◆ WHAT THE TASK REQUIRES:
The full listing should be duplicated word for word.

◆ AVAILABLE RECORDS:
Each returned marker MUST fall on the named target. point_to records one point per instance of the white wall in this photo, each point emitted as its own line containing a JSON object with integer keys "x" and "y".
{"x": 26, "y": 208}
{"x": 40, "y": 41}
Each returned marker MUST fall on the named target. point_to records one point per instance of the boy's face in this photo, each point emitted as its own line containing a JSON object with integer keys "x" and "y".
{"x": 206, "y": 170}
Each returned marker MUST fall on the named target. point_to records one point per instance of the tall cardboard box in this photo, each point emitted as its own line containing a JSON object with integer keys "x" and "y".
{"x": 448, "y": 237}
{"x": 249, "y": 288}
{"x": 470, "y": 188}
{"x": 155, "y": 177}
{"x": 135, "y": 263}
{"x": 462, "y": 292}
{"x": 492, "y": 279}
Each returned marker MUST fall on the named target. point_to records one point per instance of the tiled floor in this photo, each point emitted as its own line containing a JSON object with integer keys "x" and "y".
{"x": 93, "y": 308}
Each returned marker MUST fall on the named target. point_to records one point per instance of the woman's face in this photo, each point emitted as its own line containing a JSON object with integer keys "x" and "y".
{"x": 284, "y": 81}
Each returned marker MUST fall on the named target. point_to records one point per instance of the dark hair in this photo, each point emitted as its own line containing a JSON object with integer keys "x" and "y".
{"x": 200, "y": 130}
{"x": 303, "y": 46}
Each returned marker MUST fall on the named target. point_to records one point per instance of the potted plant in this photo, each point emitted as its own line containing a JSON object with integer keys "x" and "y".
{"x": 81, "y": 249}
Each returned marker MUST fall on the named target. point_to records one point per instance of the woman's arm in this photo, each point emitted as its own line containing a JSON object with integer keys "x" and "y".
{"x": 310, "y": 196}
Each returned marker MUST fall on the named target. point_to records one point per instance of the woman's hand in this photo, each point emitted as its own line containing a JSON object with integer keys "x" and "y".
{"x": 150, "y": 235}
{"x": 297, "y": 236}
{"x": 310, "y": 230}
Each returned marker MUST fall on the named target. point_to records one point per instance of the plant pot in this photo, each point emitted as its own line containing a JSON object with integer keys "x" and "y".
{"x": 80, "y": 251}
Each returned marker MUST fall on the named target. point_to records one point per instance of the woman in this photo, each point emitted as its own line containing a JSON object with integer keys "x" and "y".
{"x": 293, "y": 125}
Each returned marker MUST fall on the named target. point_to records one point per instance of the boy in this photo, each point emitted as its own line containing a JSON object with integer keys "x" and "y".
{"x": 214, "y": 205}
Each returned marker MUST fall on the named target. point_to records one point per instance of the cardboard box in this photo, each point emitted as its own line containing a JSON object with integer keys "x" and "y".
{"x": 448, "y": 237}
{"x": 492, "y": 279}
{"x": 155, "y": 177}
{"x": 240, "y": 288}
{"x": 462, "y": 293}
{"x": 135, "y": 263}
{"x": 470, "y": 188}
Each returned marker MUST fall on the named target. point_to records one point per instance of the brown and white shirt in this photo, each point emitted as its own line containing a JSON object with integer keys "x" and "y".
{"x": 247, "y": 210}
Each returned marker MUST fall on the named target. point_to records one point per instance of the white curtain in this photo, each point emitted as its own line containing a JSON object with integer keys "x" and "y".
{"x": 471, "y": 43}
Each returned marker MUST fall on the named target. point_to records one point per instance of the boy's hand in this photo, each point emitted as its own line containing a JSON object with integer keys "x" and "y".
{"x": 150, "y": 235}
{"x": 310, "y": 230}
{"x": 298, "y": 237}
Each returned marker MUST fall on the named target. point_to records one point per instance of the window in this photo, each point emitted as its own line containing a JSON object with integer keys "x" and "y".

◆ SOLUTION TO THE PROBLEM:
Each returned marker MUST fall on the named target. point_to records one point per instance of the white wall in this photo, each point emitted as its own line containing a JSON object with integer keys "x" and "y".
{"x": 26, "y": 208}
{"x": 40, "y": 41}
Each returned marker MUST fall on the named target. point_to records one point per instance of the boy's face in this photo, each point emitted as its own line containing a JSON object with integer keys "x" and "y".
{"x": 206, "y": 170}
Each returned marker MUST fall on the named target. point_to records one point per instance of the tall cardboard box in this photo, each point emitted as its own line containing a JSON object with integer keys "x" and "y".
{"x": 448, "y": 237}
{"x": 249, "y": 288}
{"x": 470, "y": 188}
{"x": 155, "y": 177}
{"x": 135, "y": 263}
{"x": 462, "y": 292}
{"x": 492, "y": 279}
Each returned marker MUST fall on the named target. point_to records one point per instance of the tiled floor in this photo, each point emitted as its own line containing a JSON object with integer keys "x" and "y".
{"x": 93, "y": 308}
Each returned marker MUST fall on the named target. point_to records one point per instance of the woman's face in this photo, each point emitted as its own line containing a JSON object with integer keys "x" and "y".
{"x": 284, "y": 81}
Each returned marker MUST fall on the named target. point_to records one point per instance of the dark hair in this photo, each point emitted as its own line containing a JSON object with integer keys "x" and "y".
{"x": 200, "y": 130}
{"x": 303, "y": 46}
Each returned marker MUST fall on the named target. point_to records one point per instance of the potted plant in this photo, each point emitted as its own line containing a JSON object with integer keys "x" and "y".
{"x": 81, "y": 249}
Each returned marker MUST fall on the named target. point_to records one point per instance of the woman's arm in this photo, each point emitted as its own line containing a JSON object with integer keys "x" and "y".
{"x": 310, "y": 196}
Each returned marker MUST fall on the named target. point_to records one point per instance of the woman's hand in this photo, each point emitted as its own line containing a JSON object with integer keys "x" and "y".
{"x": 150, "y": 235}
{"x": 297, "y": 236}
{"x": 310, "y": 230}
Each returned marker MUST fall on the named target. point_to records one point per instance of the plant pot in this photo, each point emitted as its own line containing a JSON object with integer keys "x" and "y".
{"x": 80, "y": 251}
Each returned marker MUST fall on the named target. point_to records one point per instance of the woman in this photo, each point emitted as its own line containing a JSON object with integer keys "x" and "y".
{"x": 293, "y": 125}
Each returned marker MUST fall on the named target. point_to records one point per instance of the boy in this photo, each point emitted as its own line containing a JSON object with integer keys "x" and "y".
{"x": 214, "y": 205}
Each returned marker MUST fall on the named target. point_to records one point per instance of the cardboard box in this photo, each point emitted as its own line containing a JSON object with integer keys "x" and "y".
{"x": 448, "y": 237}
{"x": 492, "y": 279}
{"x": 155, "y": 177}
{"x": 240, "y": 288}
{"x": 462, "y": 293}
{"x": 135, "y": 263}
{"x": 470, "y": 188}
Each returned marker MUST fall on the named target. point_to records one point per instance of the brown and white shirt in this photo, each point emitted as its own line containing a JSON object with integer keys "x" and "y".
{"x": 247, "y": 210}
Each returned marker MUST fall on the named target. point_to records one point per instance of the white curtain in this photo, each point emitted as its own line containing a JSON object with integer keys "x" and "y".
{"x": 471, "y": 43}
Each returned marker MUST fall on the named target. point_to records one point per instance of the boy's hand in this photo, each point emitted as its own line containing a JSON object with integer keys "x" and "y".
{"x": 150, "y": 235}
{"x": 310, "y": 230}
{"x": 298, "y": 237}
Each returned marker MUST fall on the named target. point_to records one point per instance of the window in this photo, each point emitted as its own line containing a JSON object with integer keys "x" and "y".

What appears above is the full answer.